Provided data:

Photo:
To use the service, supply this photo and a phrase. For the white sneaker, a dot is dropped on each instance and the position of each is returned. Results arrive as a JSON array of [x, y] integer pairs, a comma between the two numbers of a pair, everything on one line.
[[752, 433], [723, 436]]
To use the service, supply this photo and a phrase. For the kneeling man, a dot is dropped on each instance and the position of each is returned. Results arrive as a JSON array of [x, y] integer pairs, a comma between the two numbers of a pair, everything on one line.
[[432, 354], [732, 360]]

==

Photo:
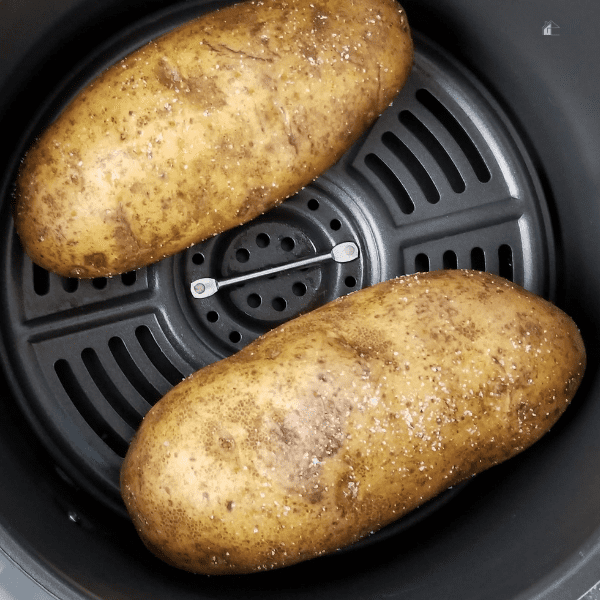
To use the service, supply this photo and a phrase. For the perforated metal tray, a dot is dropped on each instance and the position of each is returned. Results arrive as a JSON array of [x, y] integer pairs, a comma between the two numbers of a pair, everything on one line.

Work instructions: Recast the lines above, from the one containing "For the kneeling" through the one containing "[[432, 354], [732, 360]]", as a JSON list of strings with one string per line. Leave out blank lines.

Expected answer:
[
  "To use the service, supply this photo and a phrase. For the kneeling man, a dot is dropped on each instance and the position of each is returned. Results arrive as a JSON array of [x, y] integer pairs, a comma between the two numbers of a pair, everything on one line.",
  "[[432, 354], [732, 360]]"
]